**Activities**.
(1) From the Atanas Slavov biography, retype the words beginning at the ones that have "Atanas Vasilev Slavov" and stopping after "Order I in 2001.".
(2) According to the Atanas Slavov biography, which honor did Slavov receive in 2001?
(3) Rewrite the paragraph of the Atanas Slavov biography that begins "Slavov was born in Sliven" as a short list of its main facts.

**Passage shown**.
= = = = = = =
Bulgarian writer and art critic (1930 – 2010)

Atanas Vasilev Slavov (Bulgarian: Атанас Василев Славов, July 25, 1930 – December 2, 2010) was a Bulgarian writer, art critic, semiotician, poet, and screenwriter. He was a well-known public intellectual in Bulgaria and one of the prominent Bulgarian anti-communist dissidents of the 20th century, along with Georgi Markov.

An author of poetry, fiction, art history studies and much more, Slavov has received praise from Kurt Vonnegut and Graham Greene. At the beginning of 2016, Bulgarian National Television presented a film on the life and works of Slavov, coinciding with his 85th birthday, titled Atanas Slavov: The Man Who Put Bulgaria on the World Map. For his contribution to Bulgarian culture, Slavov was awarded the highest honor for a Bulgarian citizen: Stara Planina Order I in 2001.

== Biography ==

=== Early years and family ===
Slavov was born in Sliven on July 25, 1930, to Vasil Atanasov Slavov (1889–1980) and Penka Ruseva Slavova. Slavov was the youngest of three children, growing up alongside his older sisters Maria and Lilliana. Slavov was named after his paternal grandfather, Atanas Slavov (1860–1932), who was a lawyer and mayor of Sliven, as well as head of the Bulgarian Winemakers Association; his house in Sliven, built in 1930, is currently a landmarked building.
= = = = = = =
[Point localization data]
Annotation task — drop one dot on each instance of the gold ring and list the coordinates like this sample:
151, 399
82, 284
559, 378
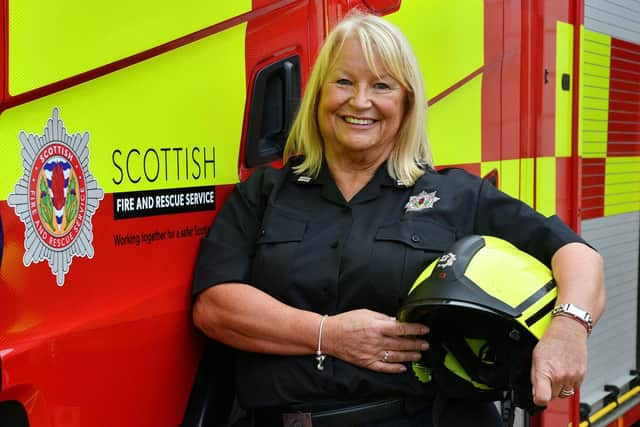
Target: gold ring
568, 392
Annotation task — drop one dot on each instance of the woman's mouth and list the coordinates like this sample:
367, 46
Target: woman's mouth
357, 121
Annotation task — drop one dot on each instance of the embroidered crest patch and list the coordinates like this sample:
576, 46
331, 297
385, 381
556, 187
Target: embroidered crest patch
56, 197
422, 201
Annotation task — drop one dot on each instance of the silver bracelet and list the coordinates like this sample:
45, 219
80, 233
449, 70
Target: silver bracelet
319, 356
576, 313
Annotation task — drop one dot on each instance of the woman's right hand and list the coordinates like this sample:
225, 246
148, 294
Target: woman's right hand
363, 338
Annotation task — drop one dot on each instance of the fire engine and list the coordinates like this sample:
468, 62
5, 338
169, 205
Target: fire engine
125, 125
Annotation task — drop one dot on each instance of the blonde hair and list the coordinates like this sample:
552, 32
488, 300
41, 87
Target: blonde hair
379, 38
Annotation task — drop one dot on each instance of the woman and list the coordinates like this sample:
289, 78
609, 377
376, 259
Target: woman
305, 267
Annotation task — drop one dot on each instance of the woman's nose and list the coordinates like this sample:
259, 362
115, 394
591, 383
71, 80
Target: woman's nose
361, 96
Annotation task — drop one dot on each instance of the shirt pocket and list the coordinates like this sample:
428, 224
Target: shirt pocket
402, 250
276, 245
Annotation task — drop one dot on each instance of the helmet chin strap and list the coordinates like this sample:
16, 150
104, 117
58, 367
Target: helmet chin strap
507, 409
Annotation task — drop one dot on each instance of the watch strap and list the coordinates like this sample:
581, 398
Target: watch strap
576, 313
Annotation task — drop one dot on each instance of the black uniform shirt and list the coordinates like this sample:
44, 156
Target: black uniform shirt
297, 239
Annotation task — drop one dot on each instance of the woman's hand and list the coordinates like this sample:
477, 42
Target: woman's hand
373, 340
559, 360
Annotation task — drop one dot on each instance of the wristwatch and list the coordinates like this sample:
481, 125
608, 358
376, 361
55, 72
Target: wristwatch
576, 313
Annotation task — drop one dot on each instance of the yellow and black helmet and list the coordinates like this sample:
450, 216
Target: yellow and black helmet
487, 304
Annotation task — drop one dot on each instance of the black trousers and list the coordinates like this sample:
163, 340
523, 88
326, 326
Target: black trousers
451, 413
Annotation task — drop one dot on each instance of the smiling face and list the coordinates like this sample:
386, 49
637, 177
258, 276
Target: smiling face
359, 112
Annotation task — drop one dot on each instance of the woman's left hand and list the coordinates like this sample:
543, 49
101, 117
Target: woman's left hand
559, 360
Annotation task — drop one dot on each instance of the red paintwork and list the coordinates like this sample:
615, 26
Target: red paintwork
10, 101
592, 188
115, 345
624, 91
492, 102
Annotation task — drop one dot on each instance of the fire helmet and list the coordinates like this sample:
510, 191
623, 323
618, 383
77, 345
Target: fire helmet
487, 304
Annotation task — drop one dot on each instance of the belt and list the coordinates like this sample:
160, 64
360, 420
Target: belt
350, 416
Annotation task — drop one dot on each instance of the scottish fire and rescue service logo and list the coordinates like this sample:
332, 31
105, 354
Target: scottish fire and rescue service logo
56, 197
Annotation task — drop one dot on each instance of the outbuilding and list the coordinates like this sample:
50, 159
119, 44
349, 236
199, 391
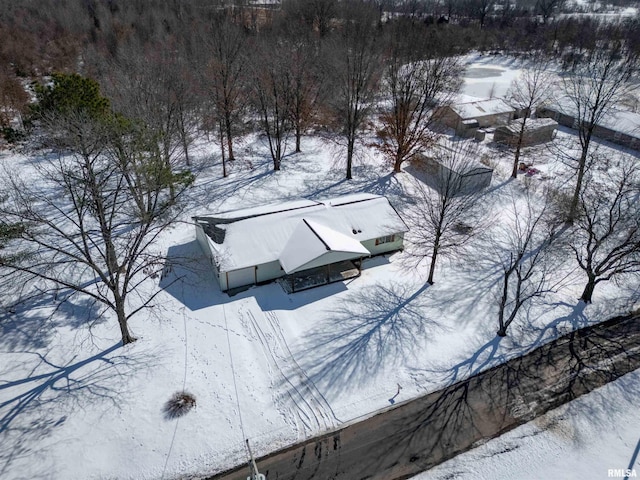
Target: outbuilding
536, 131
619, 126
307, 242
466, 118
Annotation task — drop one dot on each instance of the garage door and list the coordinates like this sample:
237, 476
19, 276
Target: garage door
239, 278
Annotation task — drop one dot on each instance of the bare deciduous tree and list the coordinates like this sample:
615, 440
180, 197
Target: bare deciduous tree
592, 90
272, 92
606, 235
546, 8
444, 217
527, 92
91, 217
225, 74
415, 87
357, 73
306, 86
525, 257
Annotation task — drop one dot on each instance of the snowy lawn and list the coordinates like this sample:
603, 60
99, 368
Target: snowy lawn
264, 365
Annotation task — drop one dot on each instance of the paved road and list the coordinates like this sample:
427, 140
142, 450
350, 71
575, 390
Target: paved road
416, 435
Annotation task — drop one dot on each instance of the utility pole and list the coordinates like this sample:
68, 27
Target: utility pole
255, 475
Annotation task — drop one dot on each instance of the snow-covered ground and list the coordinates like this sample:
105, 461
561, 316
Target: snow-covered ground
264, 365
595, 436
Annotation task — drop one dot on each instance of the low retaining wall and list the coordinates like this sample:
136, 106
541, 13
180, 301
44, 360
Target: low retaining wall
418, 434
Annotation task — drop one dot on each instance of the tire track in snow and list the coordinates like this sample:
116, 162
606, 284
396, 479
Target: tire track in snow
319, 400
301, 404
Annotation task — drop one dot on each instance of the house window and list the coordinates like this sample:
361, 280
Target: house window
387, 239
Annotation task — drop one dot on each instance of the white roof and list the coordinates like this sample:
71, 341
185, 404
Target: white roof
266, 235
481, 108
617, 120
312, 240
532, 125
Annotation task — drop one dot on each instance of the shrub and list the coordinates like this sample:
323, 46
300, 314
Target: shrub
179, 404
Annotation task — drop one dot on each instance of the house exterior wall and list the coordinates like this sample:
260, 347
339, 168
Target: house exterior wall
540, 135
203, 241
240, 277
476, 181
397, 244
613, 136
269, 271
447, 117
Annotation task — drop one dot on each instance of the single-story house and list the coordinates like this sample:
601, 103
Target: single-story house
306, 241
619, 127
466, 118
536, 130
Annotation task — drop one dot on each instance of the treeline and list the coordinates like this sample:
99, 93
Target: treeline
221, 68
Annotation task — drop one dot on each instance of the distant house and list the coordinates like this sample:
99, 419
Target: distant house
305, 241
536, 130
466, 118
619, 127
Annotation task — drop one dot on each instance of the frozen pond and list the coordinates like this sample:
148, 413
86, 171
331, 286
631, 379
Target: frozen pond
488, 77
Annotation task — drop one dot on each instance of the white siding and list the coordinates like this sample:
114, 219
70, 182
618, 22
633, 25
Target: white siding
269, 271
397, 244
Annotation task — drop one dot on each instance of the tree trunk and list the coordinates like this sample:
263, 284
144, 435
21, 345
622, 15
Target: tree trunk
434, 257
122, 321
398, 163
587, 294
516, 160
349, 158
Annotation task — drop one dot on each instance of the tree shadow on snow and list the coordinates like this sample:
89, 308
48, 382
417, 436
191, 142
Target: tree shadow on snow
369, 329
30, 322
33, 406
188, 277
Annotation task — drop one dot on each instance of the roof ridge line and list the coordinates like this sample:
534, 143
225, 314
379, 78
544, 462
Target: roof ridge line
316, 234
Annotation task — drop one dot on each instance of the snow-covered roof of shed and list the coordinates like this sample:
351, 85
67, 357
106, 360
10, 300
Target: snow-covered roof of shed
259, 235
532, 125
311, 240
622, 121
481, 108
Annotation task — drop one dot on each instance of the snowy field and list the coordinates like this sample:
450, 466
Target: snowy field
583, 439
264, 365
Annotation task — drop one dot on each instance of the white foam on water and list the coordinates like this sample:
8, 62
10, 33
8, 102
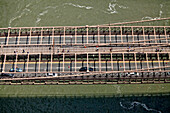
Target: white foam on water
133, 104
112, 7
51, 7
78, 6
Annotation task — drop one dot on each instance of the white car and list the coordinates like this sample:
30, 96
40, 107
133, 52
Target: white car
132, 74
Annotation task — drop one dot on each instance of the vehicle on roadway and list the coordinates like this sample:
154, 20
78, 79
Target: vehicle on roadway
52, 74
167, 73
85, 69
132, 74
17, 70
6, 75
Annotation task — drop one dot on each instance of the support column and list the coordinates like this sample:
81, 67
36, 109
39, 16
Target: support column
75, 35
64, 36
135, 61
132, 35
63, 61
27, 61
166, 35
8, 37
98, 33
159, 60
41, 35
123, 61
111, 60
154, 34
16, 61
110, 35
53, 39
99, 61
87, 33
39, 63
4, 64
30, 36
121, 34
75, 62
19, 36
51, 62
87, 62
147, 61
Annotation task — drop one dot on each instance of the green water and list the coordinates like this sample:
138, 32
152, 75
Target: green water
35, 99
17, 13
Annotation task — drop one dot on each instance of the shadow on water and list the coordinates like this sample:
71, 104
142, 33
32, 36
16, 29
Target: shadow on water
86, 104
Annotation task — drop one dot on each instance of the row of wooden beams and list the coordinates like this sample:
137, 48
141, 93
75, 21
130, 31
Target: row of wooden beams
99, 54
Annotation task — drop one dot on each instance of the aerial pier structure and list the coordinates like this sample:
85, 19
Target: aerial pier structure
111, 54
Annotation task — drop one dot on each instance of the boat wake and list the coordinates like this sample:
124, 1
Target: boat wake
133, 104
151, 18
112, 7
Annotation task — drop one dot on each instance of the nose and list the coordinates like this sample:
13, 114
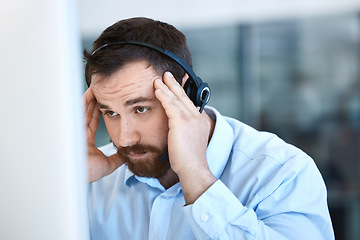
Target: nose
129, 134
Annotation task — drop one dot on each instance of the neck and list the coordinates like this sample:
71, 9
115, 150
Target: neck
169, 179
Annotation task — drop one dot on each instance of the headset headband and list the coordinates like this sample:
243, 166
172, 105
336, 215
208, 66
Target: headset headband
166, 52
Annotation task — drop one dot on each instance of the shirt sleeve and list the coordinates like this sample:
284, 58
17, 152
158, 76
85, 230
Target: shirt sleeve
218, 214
= = = = = = =
**Completed exercise**.
(1)
Atanas Vasilev Slavov (Bulgarian: Атанас Василев Славов, July 25, 1930 – December 2, 2010) was a Bulgarian writer, art critic, semiotician, poet, and screenwriter. He was a well-known public intellectual in Bulgaria and one of the prominent Bulgarian anti-communist dissidents of the 20th century, along with Georgi Markov.

An author of poetry, fiction, art history studies and much more, Slavov has received praise from Kurt Vonnegut and Graham Greene. At the beginning of 2016, Bulgarian National Television presented a film on the life and works of Slavov, coinciding with his 85th birthday, titled Atanas Slavov: The Man Who Put Bulgaria on the World Map. For his contribution to Bulgarian culture, Slavov was awarded the highest honor for a Bulgarian citizen: Stara Planina Order I in 2001.

(2) The Stara Planina Order I.

(3)
- Born in Sliven on July 25, 1930, to Vasil Atanasov Slavov (1889–1980) and Penka Ruseva Slavova
- Youngest of three children, with older sisters Maria and Lilliana
- Named after his paternal grandfather, Atanas Slavov (1860–1932), a lawyer, mayor of Sliven, and head of the Bulgarian Winemakers Association